[EXCERPT]:
%%
All of Bulwer-Lytton. As the daughter and second child of an unsuccessful and fiddle-footed land speculator, she grew up with no settled home. She was born in Ontario, Ore., but her childhood memories begin with Iliff, Colo. ("It looked like a stage set for High Noon"), where the McGinleys settled awhile to farm an acreage that her father had been unable to sell.

This was not as miserable as it might sound. Admits Phyllis: "We were land poor--the kind of poor that had mahogany furniture and solid silver. We had books, and I read a great deal. I am probably the only person left living who has read the entire works of Bulwer-Lytton--when I was ten years old. We had 35 volumes of them." Phyllis thinks of herself as a cradle Catholic, because her father was an Irish Catholic from way back, and her mother, who was of German descent, adopted Catholicism when she married her father.

Phyllis remembers life on the ranch with no pleasure. "We were two or three miles from the next neighbor, and there were no children to play with. There was nobody in the school but my brother and me and an occasional farmer's child. Often we couldn't get a teacher, and Mother would teach us."

Phyllis's father died when she was twelve, and the widow was forced to move again. "We went back to Ogden, Utah, to my mother's home. My aunt was a widow, too, so we lived in a sort of communal home--we never had a home, and to have a real home, after I got married, was just marvelous."

Giddy Going. At the University of Utah, Phyllis McGinley suppressed a natural appetite for scholarship--"I knew I was bright, but I also knew that in that period and in that environment, brainy women were not appreciated. I made myself over into a giddy prom trotter. I wasn't all that pretty-- my teeth stuck out--and so I had to try harder. I didn't learn very much at Ogden, but I had what I always wanted all my life: the society of people, friends, beaux."

Even so, it was on campus that the giddy prom trotter's brainy side began to show. For as far back as she could remember, the muse had been coaxing her thoughts toward verse, most of it not much better than her first quatrain, composed at six:

Sometimes in the evening When the sky is blue and pink, I love to lie in the hammock And think and think and think.

"From then on," says Phyllis McGinley, "it never occurred to me that I wasn't going to be a poet." The conviction spurred her to enter a university competition offering cash prizes for the best poetry, short stories and essays. For two years running, Contestant McGinley, submitting pseudonymous compositions in all three categories, won all the honors--and all the money. She also began sending poetry to New York magazines, and in 1929, after some of them were bought, she invaded this receptive market in person.
%%
[Dataset records on where objects are located]:
%%
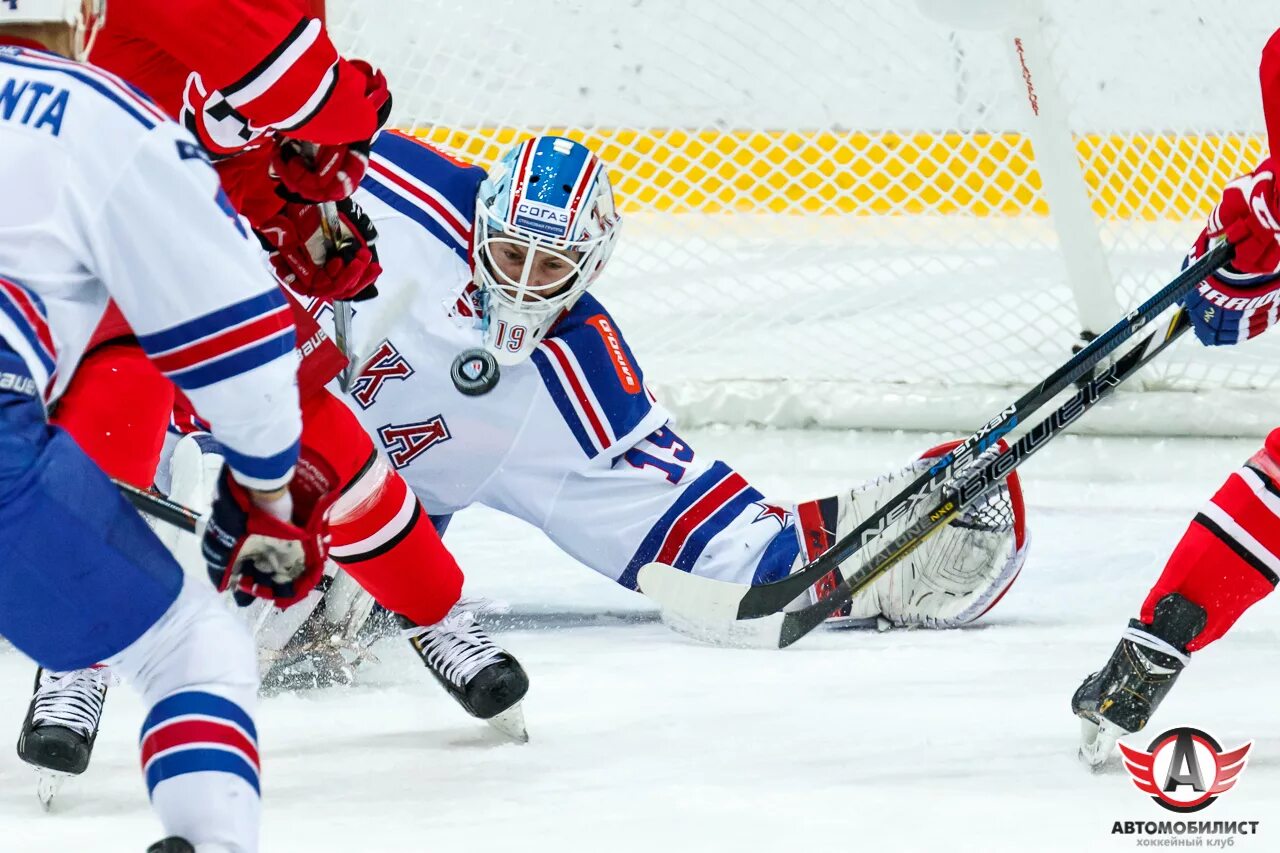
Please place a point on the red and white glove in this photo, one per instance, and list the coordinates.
(329, 172)
(1248, 217)
(307, 263)
(257, 555)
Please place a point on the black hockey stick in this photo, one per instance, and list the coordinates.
(979, 479)
(698, 606)
(160, 507)
(769, 598)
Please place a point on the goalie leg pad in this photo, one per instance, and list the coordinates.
(952, 578)
(1229, 559)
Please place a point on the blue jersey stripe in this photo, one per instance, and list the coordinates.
(456, 182)
(90, 80)
(213, 323)
(403, 205)
(713, 527)
(26, 331)
(188, 702)
(263, 468)
(234, 364)
(652, 541)
(199, 761)
(561, 398)
(778, 556)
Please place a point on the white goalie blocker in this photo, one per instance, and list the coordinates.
(951, 579)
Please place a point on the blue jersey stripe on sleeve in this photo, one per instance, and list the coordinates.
(712, 527)
(234, 364)
(83, 76)
(197, 761)
(416, 213)
(27, 332)
(197, 702)
(778, 556)
(211, 323)
(562, 402)
(653, 539)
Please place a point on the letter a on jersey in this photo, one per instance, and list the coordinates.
(406, 442)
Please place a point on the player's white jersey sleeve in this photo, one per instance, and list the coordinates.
(106, 197)
(201, 304)
(657, 501)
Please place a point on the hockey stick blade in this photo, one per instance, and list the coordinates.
(707, 609)
(769, 598)
(977, 482)
(159, 507)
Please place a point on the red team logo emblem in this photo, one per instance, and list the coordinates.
(387, 363)
(406, 442)
(1184, 769)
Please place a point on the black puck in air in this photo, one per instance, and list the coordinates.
(475, 372)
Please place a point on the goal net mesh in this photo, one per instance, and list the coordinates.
(833, 211)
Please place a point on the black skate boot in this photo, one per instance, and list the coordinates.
(484, 679)
(62, 725)
(1120, 698)
(172, 844)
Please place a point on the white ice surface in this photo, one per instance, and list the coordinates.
(643, 740)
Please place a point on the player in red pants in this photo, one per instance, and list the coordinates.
(1230, 555)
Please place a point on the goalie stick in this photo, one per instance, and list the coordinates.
(725, 607)
(700, 606)
(764, 600)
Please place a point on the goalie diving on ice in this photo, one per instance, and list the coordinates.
(571, 439)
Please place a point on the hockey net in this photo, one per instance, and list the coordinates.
(840, 213)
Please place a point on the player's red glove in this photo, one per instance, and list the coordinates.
(1248, 215)
(255, 553)
(329, 172)
(307, 263)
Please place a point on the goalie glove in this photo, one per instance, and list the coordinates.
(254, 552)
(950, 579)
(306, 261)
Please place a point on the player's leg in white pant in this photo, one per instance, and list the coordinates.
(197, 673)
(83, 579)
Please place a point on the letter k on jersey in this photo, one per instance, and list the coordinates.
(387, 363)
(406, 442)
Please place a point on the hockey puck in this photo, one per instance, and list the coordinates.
(475, 372)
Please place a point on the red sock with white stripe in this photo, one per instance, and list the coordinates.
(379, 532)
(1229, 557)
(384, 539)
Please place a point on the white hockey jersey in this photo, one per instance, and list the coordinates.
(106, 197)
(570, 441)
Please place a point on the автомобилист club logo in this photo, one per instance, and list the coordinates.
(1185, 770)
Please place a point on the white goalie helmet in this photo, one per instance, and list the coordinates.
(85, 17)
(545, 226)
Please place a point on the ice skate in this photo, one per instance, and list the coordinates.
(484, 679)
(62, 725)
(1120, 698)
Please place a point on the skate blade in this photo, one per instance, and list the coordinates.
(1097, 740)
(48, 785)
(511, 723)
%%
[SHORT TASK 1]:
Answer these questions using the text about Phyllis McGinley:
(a) In what town was she born?
(b) How old was she when her father died?
(c) At what age did she compose her first quatrain?
[SHORT TASK 2]:
Rewrite the passage of the text about Phyllis McGinley starting at "Giddy Going. At" and ending at "think and think.", swapping "hammock" for "swing".
The items above are separate material and have no connection to the text about Phyllis McGinley.

[WORKED SOLUTION 1]:
(a) Ontario, Ore.
(b) Twelve
(c) Six

[WORKED SOLUTION 2]:
Giddy Going. At the University of Utah, Phyllis McGinley suppressed a natural appetite for scholarship--"I knew I was bright, but I also knew that in that period and in that environment, brainy women were not appreciated. I made myself over into a giddy prom trotter. I wasn't all that pretty-- my teeth stuck out--and so I had to try harder. I didn't learn very much at Ogden, but I had what I always wanted all my life: the society of people, friends, beaux."

Even so, it was on campus that the giddy prom trotter's brainy side began to show. For as far back as she could remember, the muse had been coaxing her thoughts toward verse, most of it not much better than her first quatrain, composed at six:

Sometimes in the evening When the sky is blue and pink, I love to lie in the swing And think and think and think.